■ **Instructions to follow**
Copy the lines of these rows again, starting at the line that contains "On this screenshot, the denim shorts" and ending at the line that contains "[292,521,479,952]", with both included. Keep the requests as they are, and adjust every bounding-box coordinate in the answers by -56.

__________

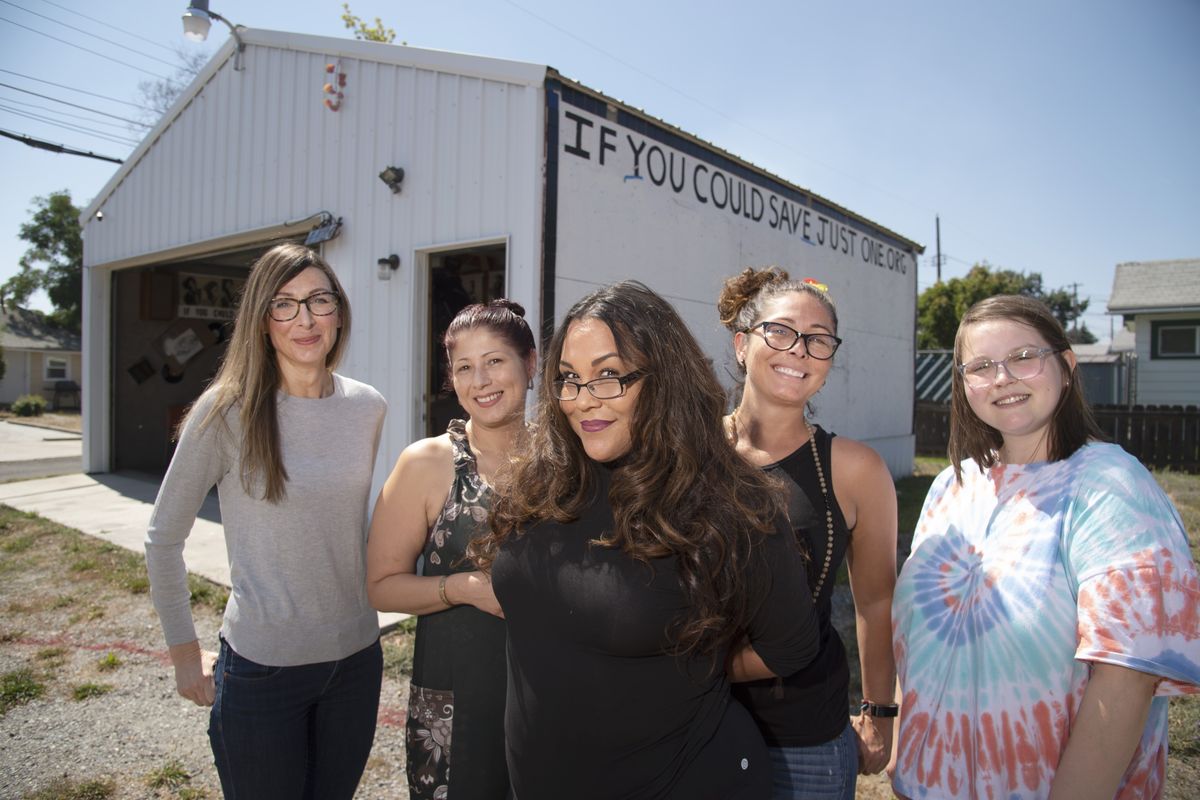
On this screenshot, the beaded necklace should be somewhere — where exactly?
[730,405,833,602]
[804,420,833,601]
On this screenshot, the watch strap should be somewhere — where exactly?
[858,700,900,717]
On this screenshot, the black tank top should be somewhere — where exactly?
[733,426,850,747]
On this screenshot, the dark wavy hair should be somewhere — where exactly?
[947,295,1105,483]
[470,281,782,655]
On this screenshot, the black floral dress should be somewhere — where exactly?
[407,420,509,800]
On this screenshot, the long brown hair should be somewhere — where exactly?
[470,281,781,654]
[192,243,350,503]
[947,295,1105,483]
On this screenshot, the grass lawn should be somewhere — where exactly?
[842,457,1200,800]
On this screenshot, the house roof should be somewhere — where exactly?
[79,28,925,254]
[0,308,82,353]
[1109,258,1200,314]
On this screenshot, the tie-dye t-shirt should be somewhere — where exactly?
[893,444,1200,800]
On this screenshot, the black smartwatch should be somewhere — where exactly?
[858,700,900,717]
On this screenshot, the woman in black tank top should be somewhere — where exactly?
[718,267,896,799]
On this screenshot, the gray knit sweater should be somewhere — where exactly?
[146,374,386,667]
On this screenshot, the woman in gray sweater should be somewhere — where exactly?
[146,245,386,800]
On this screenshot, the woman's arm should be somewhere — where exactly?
[726,515,821,681]
[833,438,899,775]
[1050,663,1159,800]
[145,396,232,705]
[367,437,502,616]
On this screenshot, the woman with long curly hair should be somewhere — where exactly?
[146,243,386,800]
[716,267,896,800]
[474,281,817,800]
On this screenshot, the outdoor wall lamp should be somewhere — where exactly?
[377,253,400,281]
[184,0,246,72]
[379,167,404,194]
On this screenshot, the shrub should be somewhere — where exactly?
[12,395,46,416]
[0,669,46,716]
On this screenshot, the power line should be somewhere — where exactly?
[0,0,189,67]
[5,109,137,146]
[504,0,910,203]
[42,0,178,54]
[0,67,154,112]
[0,17,170,82]
[0,97,145,132]
[0,82,154,128]
[0,128,125,164]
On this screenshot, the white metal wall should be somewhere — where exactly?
[85,31,545,476]
[1135,312,1200,405]
[554,102,917,475]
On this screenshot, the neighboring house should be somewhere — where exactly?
[80,29,923,483]
[1072,327,1138,405]
[1109,259,1200,405]
[0,308,83,408]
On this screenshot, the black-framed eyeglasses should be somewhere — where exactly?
[742,321,841,361]
[958,348,1062,389]
[553,372,646,399]
[266,291,337,323]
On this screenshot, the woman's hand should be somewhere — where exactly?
[170,639,217,705]
[850,714,892,775]
[445,570,504,619]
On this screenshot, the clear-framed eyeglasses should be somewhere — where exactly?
[743,321,841,361]
[266,291,337,323]
[552,372,646,399]
[958,348,1062,389]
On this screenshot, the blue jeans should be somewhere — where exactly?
[209,638,383,800]
[768,724,858,800]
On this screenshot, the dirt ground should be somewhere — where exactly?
[0,506,410,800]
[0,506,892,800]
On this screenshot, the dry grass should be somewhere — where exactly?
[0,409,83,433]
[838,458,1200,800]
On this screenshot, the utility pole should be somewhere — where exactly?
[934,213,942,283]
[1070,283,1079,331]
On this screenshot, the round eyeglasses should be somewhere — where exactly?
[266,291,337,323]
[743,321,841,361]
[552,372,646,399]
[958,348,1062,389]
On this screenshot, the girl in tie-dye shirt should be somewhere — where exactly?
[893,297,1200,799]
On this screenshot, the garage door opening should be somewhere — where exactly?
[112,241,304,474]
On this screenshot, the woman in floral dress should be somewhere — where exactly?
[367,300,536,800]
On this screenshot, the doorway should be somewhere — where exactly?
[425,242,508,437]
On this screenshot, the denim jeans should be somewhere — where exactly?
[768,724,858,800]
[209,639,383,800]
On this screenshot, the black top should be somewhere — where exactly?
[733,427,850,747]
[492,462,817,800]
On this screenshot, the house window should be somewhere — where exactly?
[46,356,70,380]
[1150,319,1200,359]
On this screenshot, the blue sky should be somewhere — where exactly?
[0,0,1200,339]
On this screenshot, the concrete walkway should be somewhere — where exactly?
[0,422,408,630]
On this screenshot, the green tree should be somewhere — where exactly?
[917,261,1096,350]
[342,2,407,44]
[0,190,83,333]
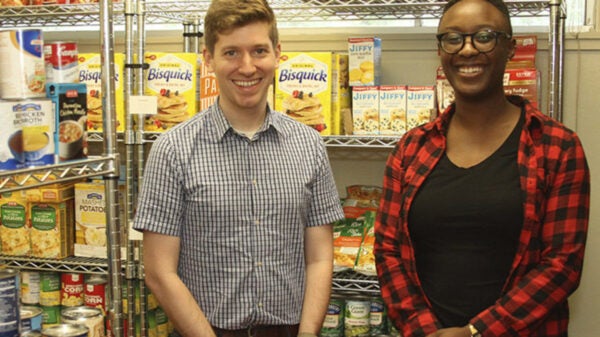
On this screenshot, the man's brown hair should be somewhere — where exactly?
[204,0,279,54]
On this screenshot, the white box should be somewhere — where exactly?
[406,86,436,130]
[379,85,406,136]
[352,86,379,135]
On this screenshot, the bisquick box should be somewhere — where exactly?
[275,52,334,135]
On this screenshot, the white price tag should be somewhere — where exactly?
[129,96,158,115]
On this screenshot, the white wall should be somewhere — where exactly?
[52,25,600,337]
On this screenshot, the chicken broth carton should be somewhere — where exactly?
[144,52,198,132]
[379,85,406,136]
[275,52,333,135]
[75,182,107,258]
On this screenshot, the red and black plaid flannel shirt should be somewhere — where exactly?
[375,96,590,337]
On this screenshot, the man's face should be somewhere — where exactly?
[438,0,514,99]
[204,22,281,113]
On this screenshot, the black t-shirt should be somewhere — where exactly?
[408,112,524,327]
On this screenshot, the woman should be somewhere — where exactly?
[375,0,590,337]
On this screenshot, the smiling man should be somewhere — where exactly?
[135,0,343,337]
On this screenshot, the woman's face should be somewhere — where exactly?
[438,0,514,101]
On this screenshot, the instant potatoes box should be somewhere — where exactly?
[275,52,334,135]
[78,53,125,132]
[144,52,198,132]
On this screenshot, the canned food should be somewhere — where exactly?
[42,324,88,337]
[60,273,84,307]
[62,306,105,337]
[0,268,19,337]
[344,296,371,337]
[369,296,388,335]
[19,306,42,332]
[83,276,107,315]
[40,271,60,307]
[320,294,344,337]
[44,41,79,83]
[21,271,40,305]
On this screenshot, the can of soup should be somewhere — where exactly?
[42,324,88,337]
[44,41,79,83]
[0,268,20,337]
[20,306,42,333]
[61,306,105,337]
[0,29,46,99]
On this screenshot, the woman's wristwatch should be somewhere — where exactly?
[467,324,481,337]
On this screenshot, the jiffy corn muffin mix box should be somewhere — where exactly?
[348,37,381,87]
[352,86,379,135]
[78,53,125,132]
[379,85,406,136]
[275,52,333,135]
[406,86,436,130]
[144,52,198,132]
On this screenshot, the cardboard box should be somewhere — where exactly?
[78,53,125,132]
[348,37,381,87]
[379,85,406,136]
[197,55,219,111]
[352,86,379,135]
[275,52,334,136]
[331,53,352,135]
[0,191,31,256]
[46,83,88,162]
[29,199,75,259]
[74,182,107,258]
[144,52,198,132]
[406,86,436,130]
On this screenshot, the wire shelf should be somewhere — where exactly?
[0,0,549,28]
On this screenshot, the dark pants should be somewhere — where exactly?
[213,324,298,337]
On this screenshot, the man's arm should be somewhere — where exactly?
[144,231,215,337]
[298,225,333,335]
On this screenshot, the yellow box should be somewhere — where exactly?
[0,191,31,256]
[74,182,107,258]
[331,53,352,135]
[28,199,75,259]
[144,52,198,132]
[275,52,333,135]
[79,53,125,132]
[25,182,75,202]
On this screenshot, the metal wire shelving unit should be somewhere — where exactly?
[0,0,565,324]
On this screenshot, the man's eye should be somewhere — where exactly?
[475,32,494,43]
[444,34,462,44]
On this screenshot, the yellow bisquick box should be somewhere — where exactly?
[78,53,125,132]
[28,199,74,259]
[348,37,381,87]
[275,52,334,135]
[144,52,198,132]
[0,191,31,256]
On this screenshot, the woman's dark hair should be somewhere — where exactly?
[442,0,512,35]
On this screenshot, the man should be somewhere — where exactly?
[135,0,343,337]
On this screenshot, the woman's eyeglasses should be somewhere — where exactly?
[435,30,511,54]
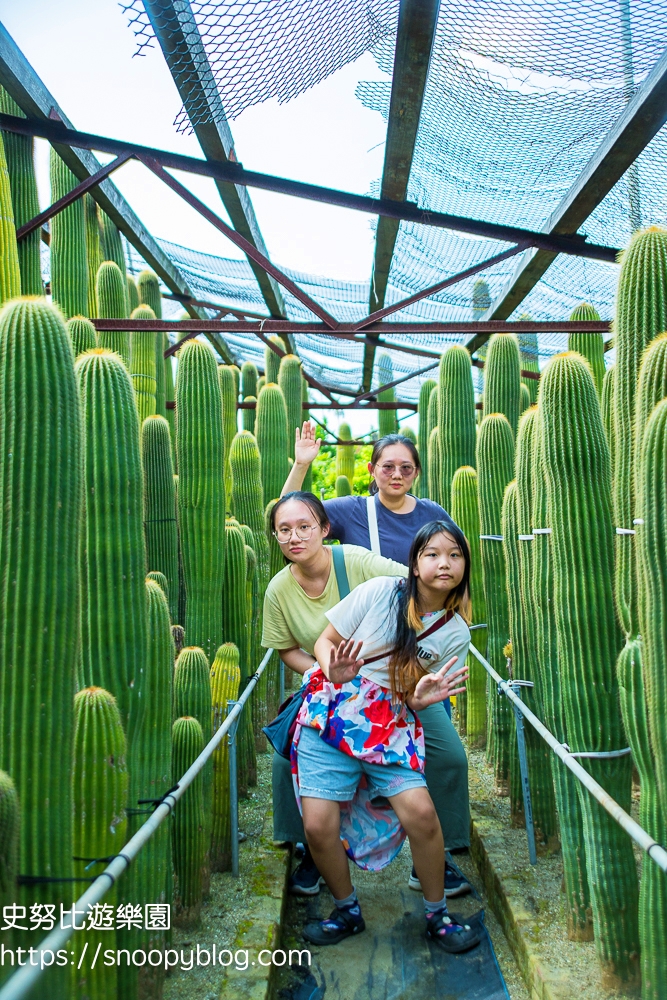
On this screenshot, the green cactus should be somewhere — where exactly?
[82,194,102,319]
[377,354,398,437]
[176,340,225,660]
[522,409,593,941]
[540,353,639,987]
[96,260,130,371]
[211,642,240,872]
[75,347,147,736]
[336,423,354,484]
[171,716,206,928]
[438,344,477,505]
[0,299,82,998]
[449,466,486,747]
[417,378,438,498]
[428,428,441,503]
[567,302,605,396]
[141,415,179,623]
[130,306,157,423]
[72,687,128,1000]
[483,333,521,437]
[477,410,518,790]
[256,382,289,508]
[218,365,238,502]
[0,87,44,292]
[612,226,667,636]
[51,147,88,319]
[67,316,97,358]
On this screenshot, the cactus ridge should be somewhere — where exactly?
[540,353,639,983]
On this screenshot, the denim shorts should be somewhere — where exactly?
[297,726,426,802]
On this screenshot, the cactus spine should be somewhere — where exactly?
[483,333,521,436]
[130,306,157,423]
[438,344,477,504]
[0,299,82,997]
[613,226,667,636]
[540,354,639,986]
[141,416,179,622]
[450,466,486,747]
[336,423,354,486]
[176,340,225,660]
[418,378,438,498]
[477,414,518,789]
[0,87,44,301]
[171,720,206,927]
[530,409,593,941]
[96,261,130,371]
[254,382,289,507]
[51,148,88,319]
[72,687,128,1000]
[211,642,240,872]
[67,316,97,358]
[567,302,605,396]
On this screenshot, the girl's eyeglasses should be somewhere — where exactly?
[273,524,319,545]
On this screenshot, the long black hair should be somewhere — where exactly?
[368,434,421,496]
[388,520,471,699]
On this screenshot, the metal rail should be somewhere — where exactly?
[468,643,667,872]
[0,649,273,1000]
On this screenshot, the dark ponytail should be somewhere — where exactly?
[388,521,471,701]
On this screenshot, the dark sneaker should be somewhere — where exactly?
[303,903,366,944]
[408,861,472,897]
[426,910,480,954]
[287,857,324,896]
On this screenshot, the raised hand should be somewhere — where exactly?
[408,656,468,712]
[294,420,322,466]
[328,639,364,684]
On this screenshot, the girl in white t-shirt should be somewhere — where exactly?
[292,521,479,952]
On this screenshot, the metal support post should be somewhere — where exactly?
[227,701,241,878]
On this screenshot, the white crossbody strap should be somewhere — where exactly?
[366,496,382,556]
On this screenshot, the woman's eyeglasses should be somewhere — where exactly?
[379,462,417,479]
[273,524,319,545]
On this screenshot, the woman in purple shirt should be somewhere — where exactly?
[274,422,470,896]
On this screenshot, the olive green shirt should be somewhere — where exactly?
[262,545,408,656]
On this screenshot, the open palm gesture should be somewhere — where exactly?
[409,656,468,712]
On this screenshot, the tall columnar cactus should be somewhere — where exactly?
[449,465,486,747]
[336,423,354,486]
[417,378,438,498]
[254,382,289,508]
[522,409,593,941]
[222,520,257,794]
[141,416,179,623]
[612,226,667,636]
[82,194,102,319]
[278,354,303,458]
[96,260,130,371]
[75,347,146,740]
[377,354,398,437]
[438,344,477,504]
[51,147,88,319]
[0,87,43,299]
[67,316,97,358]
[211,642,240,872]
[540,353,639,986]
[176,340,225,660]
[72,687,128,1000]
[567,302,605,396]
[484,333,521,436]
[218,365,238,501]
[477,414,514,789]
[130,306,157,423]
[0,299,82,984]
[171,716,206,927]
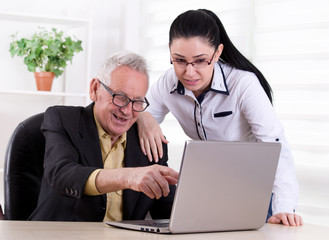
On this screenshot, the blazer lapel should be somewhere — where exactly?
[79,103,106,206]
[79,103,103,168]
[123,123,149,219]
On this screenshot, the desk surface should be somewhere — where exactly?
[0,221,329,240]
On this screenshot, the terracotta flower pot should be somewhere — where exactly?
[34,72,55,91]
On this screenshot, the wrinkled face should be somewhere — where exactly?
[90,66,148,139]
[170,37,223,97]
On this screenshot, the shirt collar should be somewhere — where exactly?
[170,62,229,95]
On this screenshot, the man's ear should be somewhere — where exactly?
[89,78,100,102]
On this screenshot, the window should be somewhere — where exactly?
[140,0,329,224]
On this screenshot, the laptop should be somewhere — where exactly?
[106,140,281,233]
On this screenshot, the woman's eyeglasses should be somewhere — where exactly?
[170,51,216,69]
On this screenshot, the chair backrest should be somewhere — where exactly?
[4,113,45,220]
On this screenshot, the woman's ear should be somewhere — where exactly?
[89,78,99,102]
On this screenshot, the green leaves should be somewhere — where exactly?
[9,28,83,77]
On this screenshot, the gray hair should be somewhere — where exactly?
[97,52,149,85]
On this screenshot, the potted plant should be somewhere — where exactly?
[9,28,82,91]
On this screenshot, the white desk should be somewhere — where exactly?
[0,221,329,240]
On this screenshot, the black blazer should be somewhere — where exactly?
[29,103,175,221]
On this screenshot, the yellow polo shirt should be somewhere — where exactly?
[84,112,127,221]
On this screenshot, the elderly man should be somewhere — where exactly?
[30,53,178,221]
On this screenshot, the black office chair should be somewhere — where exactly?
[4,113,45,220]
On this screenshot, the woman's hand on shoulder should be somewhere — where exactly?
[137,112,169,162]
[267,213,304,226]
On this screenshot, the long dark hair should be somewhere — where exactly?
[169,9,272,103]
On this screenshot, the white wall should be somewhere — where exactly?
[0,0,329,225]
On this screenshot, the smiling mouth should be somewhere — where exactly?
[114,115,127,122]
[184,79,199,83]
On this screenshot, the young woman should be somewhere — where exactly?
[138,9,303,226]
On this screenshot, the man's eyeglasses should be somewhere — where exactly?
[170,51,216,69]
[98,80,150,112]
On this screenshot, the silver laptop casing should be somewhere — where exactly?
[107,140,281,233]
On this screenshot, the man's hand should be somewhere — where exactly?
[267,213,304,226]
[127,165,179,199]
[137,112,168,162]
[95,164,179,199]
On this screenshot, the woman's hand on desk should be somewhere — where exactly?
[267,213,304,226]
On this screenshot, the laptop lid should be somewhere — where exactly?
[106,140,281,233]
[169,141,281,233]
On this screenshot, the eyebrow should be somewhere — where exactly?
[173,53,208,58]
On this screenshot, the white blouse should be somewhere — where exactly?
[146,63,299,214]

__________

■ **Output of the task**
On this screenshot, the denim shorts should be somewhere — where exactly?
[241,670,370,746]
On this screenshot, the cactus spine should be somewhere — where exactly?
[427,277,465,380]
[74,250,101,367]
[382,288,421,448]
[-56,243,26,941]
[557,170,611,580]
[484,298,583,930]
[85,360,123,566]
[394,410,430,691]
[280,367,298,430]
[120,284,169,604]
[362,322,382,442]
[421,358,462,733]
[-56,31,-12,245]
[115,664,150,871]
[474,353,537,885]
[40,205,74,315]
[198,326,233,451]
[-5,92,32,263]
[16,631,72,944]
[155,586,184,816]
[11,260,41,302]
[511,246,549,340]
On this screenshot, the girl's eyeglasses should be somewhere — where exactly?
[217,468,263,489]
On this screenshot, the long black hair should be somewhere — where exactly?
[312,378,365,440]
[332,464,415,643]
On this screenshot, the metal rail should be somewhere — where exactly?
[412,587,611,816]
[-56,593,217,944]
On this screenshot, the dark ponytail should be somewhere — where exactly?
[332,465,415,645]
On this screenshot, the dark sneaker should be somewhere — where exactly?
[247,847,310,888]
[352,805,416,841]
[370,854,424,898]
[231,801,268,840]
On this screenshot, the raised hand should be somewhere — where exactly?
[352,600,412,656]
[238,364,266,410]
[272,583,308,628]
On this screenshot, the girl in white t-shirt should be somewhere — where exactly?
[236,465,423,896]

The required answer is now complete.